#### [Problem]
Return only those lines of the listing that hold the word "fence".

#### [Dataset records]
************
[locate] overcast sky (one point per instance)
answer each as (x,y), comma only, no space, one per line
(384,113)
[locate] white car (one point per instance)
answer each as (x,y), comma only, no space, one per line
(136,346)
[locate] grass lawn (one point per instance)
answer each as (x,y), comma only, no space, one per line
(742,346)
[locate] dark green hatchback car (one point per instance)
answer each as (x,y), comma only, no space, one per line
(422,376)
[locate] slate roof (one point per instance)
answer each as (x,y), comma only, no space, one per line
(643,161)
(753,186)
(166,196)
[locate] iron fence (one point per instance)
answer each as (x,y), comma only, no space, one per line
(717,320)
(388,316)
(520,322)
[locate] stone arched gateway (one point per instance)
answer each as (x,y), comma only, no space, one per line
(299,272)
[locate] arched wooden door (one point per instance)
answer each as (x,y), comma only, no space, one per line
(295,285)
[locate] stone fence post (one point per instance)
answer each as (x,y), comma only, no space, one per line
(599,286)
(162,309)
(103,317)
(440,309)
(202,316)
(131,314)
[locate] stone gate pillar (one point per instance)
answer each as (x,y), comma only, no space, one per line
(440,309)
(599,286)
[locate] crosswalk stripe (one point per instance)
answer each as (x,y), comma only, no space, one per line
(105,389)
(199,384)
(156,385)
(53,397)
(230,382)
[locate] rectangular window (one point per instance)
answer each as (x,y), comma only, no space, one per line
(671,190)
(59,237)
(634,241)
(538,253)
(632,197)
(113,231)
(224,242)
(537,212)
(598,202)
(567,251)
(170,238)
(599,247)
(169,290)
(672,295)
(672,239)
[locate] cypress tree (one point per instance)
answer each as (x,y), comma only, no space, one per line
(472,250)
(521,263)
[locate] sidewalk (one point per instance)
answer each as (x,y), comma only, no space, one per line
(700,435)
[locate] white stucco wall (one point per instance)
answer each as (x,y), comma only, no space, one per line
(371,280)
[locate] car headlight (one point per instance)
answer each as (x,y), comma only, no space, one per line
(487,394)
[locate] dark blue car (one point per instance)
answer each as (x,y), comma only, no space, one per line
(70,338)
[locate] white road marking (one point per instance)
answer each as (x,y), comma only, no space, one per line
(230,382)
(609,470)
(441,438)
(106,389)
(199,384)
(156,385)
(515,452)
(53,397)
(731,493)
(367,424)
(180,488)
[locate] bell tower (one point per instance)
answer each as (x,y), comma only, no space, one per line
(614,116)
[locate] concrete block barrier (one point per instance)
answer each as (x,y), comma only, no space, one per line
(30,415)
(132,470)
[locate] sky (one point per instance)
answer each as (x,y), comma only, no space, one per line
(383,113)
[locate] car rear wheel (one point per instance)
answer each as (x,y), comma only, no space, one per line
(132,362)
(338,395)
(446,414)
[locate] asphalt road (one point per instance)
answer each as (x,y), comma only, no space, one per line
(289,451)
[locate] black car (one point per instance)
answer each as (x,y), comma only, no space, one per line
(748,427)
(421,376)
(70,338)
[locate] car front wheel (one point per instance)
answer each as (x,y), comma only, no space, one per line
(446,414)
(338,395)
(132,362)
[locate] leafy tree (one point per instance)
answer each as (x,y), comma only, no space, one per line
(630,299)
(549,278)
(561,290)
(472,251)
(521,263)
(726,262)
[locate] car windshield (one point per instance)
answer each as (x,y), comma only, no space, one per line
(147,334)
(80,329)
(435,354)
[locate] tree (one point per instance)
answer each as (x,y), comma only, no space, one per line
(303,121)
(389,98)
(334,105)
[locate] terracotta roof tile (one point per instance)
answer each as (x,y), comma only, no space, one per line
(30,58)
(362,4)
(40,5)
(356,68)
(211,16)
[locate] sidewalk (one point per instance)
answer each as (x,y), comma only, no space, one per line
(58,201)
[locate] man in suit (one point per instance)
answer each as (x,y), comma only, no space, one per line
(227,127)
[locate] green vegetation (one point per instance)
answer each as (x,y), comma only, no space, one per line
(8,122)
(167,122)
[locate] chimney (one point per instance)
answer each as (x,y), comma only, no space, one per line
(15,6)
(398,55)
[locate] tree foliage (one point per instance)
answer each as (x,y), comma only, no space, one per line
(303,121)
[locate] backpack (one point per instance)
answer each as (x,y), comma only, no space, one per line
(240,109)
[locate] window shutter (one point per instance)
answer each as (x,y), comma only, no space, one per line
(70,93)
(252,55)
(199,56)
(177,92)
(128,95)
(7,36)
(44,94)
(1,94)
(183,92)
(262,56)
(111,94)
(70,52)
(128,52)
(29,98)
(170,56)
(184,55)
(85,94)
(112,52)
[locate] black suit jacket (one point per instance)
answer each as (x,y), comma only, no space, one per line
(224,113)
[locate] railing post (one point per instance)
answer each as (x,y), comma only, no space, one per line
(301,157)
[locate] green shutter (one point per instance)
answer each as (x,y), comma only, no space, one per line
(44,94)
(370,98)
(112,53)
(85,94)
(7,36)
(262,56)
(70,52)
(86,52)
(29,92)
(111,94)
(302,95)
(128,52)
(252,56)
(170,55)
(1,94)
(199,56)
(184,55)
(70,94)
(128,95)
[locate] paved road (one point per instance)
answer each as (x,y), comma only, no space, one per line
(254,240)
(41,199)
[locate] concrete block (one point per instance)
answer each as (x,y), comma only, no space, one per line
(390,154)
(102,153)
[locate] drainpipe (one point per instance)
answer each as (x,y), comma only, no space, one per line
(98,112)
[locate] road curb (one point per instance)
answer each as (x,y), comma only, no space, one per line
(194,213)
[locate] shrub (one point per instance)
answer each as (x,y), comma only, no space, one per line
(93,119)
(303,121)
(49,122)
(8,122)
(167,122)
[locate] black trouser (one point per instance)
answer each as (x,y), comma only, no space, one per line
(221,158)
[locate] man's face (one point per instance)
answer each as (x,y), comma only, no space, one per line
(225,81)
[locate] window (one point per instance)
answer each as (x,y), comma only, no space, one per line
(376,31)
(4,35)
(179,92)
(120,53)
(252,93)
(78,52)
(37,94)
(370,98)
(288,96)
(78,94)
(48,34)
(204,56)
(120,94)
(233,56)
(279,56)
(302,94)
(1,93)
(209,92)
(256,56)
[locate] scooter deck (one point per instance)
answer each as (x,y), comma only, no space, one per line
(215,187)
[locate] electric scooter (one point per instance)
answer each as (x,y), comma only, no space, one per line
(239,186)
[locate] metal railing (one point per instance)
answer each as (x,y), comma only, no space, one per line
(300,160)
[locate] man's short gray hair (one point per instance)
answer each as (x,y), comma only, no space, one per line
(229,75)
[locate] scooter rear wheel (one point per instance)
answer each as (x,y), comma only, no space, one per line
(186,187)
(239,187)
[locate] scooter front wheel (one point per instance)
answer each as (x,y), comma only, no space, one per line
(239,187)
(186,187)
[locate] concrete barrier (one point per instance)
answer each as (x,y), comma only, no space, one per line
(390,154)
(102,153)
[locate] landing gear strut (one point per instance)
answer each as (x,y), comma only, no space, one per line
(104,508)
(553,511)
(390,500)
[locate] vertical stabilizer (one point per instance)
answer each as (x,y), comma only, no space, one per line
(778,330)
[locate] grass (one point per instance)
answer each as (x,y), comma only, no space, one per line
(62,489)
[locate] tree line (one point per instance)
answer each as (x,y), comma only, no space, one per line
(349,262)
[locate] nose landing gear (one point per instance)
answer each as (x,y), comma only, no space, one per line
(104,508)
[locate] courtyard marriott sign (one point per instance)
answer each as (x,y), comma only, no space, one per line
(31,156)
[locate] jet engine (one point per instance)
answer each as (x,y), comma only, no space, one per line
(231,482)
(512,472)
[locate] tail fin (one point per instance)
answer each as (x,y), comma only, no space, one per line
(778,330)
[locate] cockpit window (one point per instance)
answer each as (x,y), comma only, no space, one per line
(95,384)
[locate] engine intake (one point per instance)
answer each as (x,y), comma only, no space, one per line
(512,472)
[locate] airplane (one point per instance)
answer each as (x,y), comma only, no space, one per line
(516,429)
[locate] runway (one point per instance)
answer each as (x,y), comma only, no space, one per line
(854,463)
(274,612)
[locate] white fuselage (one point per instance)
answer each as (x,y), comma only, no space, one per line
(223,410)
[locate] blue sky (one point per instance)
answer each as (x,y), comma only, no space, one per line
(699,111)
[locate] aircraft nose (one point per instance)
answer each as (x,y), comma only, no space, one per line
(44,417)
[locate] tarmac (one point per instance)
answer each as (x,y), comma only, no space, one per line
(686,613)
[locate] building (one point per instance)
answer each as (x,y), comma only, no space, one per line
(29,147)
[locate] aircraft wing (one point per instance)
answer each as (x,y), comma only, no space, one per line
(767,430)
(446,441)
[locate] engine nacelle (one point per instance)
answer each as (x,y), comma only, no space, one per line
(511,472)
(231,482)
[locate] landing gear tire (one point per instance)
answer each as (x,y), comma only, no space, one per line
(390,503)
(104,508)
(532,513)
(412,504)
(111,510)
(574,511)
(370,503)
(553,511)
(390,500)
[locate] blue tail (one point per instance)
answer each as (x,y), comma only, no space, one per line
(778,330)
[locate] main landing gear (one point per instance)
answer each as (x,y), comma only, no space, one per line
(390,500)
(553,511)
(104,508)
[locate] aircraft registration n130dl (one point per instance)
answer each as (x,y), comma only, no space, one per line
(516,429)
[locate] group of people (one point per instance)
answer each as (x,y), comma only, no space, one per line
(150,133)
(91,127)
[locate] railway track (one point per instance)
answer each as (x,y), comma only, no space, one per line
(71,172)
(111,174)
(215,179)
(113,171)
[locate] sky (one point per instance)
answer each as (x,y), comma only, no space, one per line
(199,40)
************
#### [Problem solution]
[locate] iron fence (one point per instance)
[locate] stone fence post (one point per instance)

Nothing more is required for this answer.